▶ [Extracted text]:
________
Brian Holmes (I'll catch up with your latest in due course;) says
microstructures and swarms are crucial for understanding networked
politics and he was convincing (although the examples cited seem a bit
backward-looking; there seems to be an unrealistic yearning for the
spirit of 1999-2001).

In normal times that kind of decentered, non-strategic politics would
be highly effective against states and corporations. But we don't live
in normal times. We are immersed in a global war between two very
strong ideological identities: neoconservative occidentalism and
islamist fundamentalism (make your own labels; the huntingtonian
substance remains). Many anti-imperialists have acknowledged this
dilemma by siding with hizbullah or hamas as a way of counterbalancing
the west's unbridled military power (not even them side with the
salafis, though). But I assume most of ushere do not want to choose
between camps. We side with the victims in Lebanon and Palestine, and
with the progressive secular forces that are stil left in the region
(free Marwan Barghouti!!!). And we'd welcome an IDF setback in this
callous war venture, but defend the right of Israel to exist etc. etc.
________
▶ [Items]:

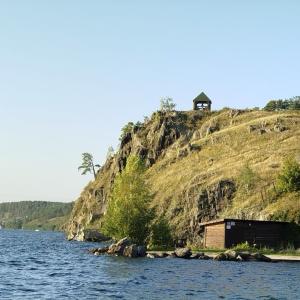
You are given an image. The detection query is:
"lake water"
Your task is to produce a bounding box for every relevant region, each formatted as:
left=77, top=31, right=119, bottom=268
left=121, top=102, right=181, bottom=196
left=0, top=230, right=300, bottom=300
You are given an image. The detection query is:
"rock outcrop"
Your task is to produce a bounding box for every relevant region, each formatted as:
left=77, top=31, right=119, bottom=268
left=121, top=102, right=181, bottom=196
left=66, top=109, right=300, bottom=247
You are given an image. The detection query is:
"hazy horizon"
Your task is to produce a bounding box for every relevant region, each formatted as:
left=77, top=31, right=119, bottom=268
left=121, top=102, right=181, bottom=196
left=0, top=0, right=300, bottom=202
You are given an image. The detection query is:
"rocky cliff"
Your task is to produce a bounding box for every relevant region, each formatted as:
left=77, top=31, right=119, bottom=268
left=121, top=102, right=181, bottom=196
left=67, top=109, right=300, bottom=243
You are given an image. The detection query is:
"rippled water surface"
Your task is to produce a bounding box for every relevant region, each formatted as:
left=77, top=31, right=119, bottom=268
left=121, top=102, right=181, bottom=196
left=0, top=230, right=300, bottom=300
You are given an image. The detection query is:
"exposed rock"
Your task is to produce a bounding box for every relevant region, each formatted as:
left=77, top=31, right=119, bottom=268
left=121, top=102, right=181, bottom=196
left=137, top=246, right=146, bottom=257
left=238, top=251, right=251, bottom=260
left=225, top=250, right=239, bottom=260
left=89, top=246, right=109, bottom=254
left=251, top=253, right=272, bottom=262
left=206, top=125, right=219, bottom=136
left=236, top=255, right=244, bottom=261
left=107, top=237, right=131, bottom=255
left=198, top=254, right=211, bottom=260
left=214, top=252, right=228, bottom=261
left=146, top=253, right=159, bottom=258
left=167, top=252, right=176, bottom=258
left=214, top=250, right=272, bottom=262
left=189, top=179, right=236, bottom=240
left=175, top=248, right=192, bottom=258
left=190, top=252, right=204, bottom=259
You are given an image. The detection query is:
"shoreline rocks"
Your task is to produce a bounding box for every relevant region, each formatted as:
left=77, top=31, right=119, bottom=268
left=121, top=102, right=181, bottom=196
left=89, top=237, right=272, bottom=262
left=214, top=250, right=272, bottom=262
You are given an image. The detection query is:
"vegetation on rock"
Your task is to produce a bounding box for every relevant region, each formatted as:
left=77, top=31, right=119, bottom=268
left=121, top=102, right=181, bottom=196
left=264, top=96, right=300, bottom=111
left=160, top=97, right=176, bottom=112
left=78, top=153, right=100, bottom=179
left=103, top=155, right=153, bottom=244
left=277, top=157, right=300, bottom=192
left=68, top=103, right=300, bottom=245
________
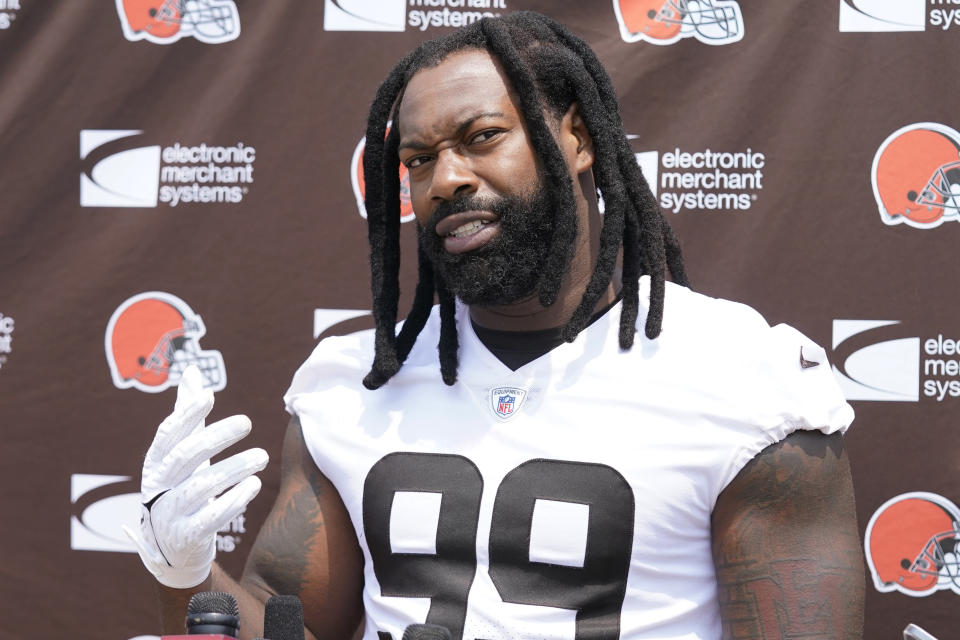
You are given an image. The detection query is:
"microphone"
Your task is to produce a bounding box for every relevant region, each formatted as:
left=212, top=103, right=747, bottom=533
________
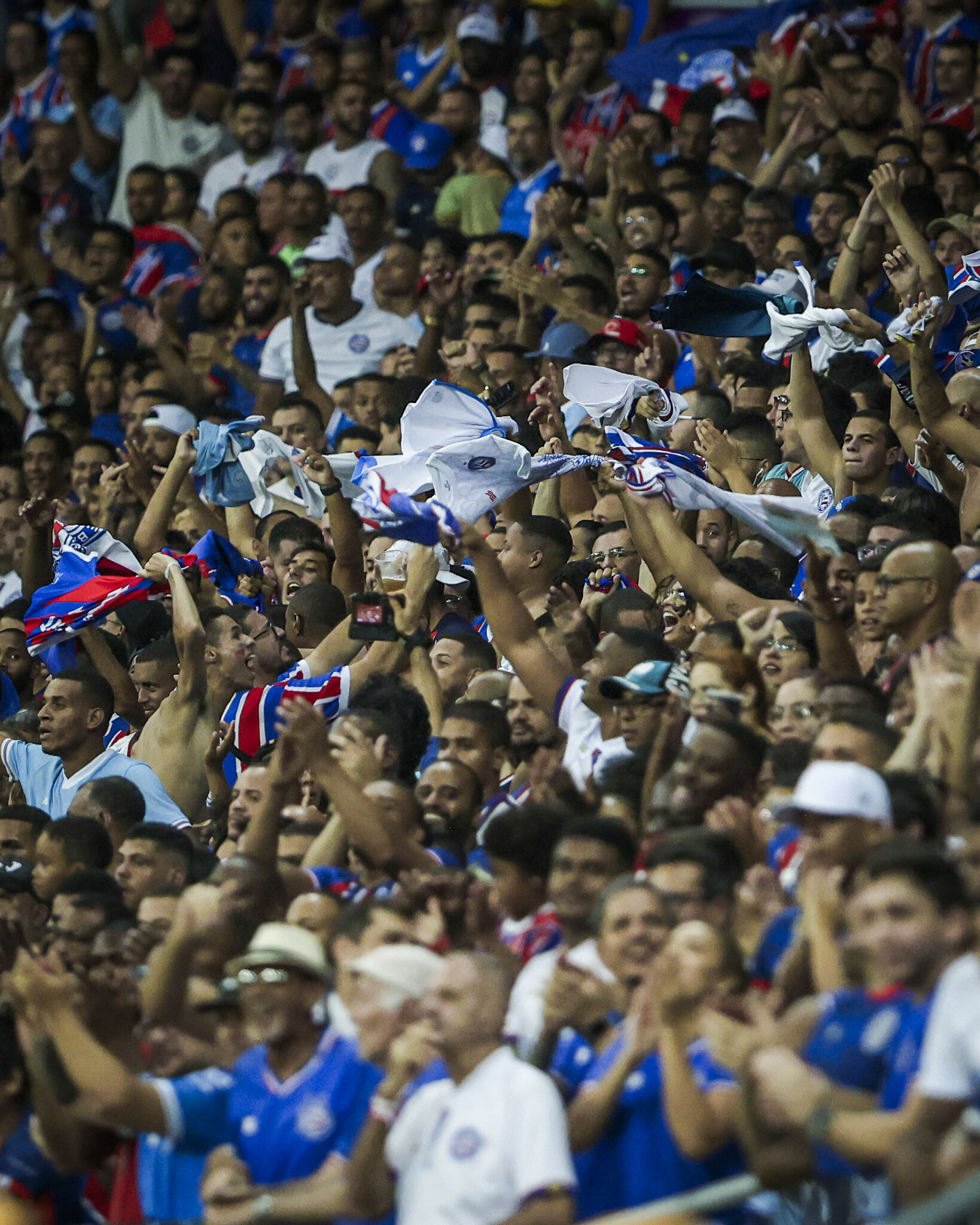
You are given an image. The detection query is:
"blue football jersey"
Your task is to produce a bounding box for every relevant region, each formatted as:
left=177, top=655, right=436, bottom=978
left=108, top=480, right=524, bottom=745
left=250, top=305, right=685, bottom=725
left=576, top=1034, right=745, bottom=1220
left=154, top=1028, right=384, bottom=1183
________
▶ [Set tasks]:
a. Answer the following questions using the passage on networked politics:
(i) Who, according to the writer, says that microstructures and swarms are crucial for understanding networked politics?
(ii) Which two ideological identities does the writer say are engaged in a global war?
(iii) Whose freedom does the writer call for?
b. Render this sentence from the passage on networked politics in Spanish: "In normal times that kind of decentered, non-strategic politics would be highly effective against states and corporations."
c. Proceed with the passage on networked politics, picking up after its final sentence.
The data above have no connection to the passage on networked politics.

▶ [Task answers]:
a.
(i) Brian Holmes
(ii) Neoconservative occidentalism and islamist fundamentalism
(iii) Marwan Barghouti's

b. En tiempos normales, ese tipo de política descentralizada y no estratégica sería sumamente eficaz contra los Estados y las corporaciones.

c.
In Castellsian terms (tell me Felix if I got it right), bushist
occidentalism is a legitimizing identity and shia/sunni fundamentalism
is a resistance identity. Castells contrasts these two forms of social
identity (for him, networks and identities are all there is on the
globe) with progressive and transformational project identities, such
as feminism and environemntalism.

My point then is this: what kind of project identity would be needed
to stave off this double threat to the basic welfare of humankind? And
even harder but more crucial, can the inheritors of the
Seattle-Gothenburg-Genoa movement, as well as other radical and
progressive forces, achieve it?

I think this is the core issue western(ized), secular radicals have to
face today, if they don't want to become politically irrelevant, while
the two fierce enemies of tolerance burn every possible ground for
global democracy.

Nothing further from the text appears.